Please copy out the lines in the entries that contain "white".

++++

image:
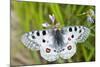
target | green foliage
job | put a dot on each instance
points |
(31, 15)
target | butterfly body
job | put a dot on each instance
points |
(55, 43)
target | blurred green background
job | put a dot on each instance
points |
(28, 16)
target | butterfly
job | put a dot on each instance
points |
(54, 43)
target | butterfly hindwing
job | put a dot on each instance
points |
(41, 40)
(75, 33)
(54, 43)
(34, 39)
(72, 35)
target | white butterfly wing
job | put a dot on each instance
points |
(68, 51)
(72, 35)
(43, 41)
(75, 33)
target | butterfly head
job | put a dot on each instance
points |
(54, 25)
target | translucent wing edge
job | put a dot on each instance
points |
(29, 43)
(84, 35)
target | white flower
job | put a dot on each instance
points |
(52, 18)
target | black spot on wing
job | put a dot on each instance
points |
(44, 32)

++++

§ **THE ANSWER**:
target | white butterfly wing
target | white flower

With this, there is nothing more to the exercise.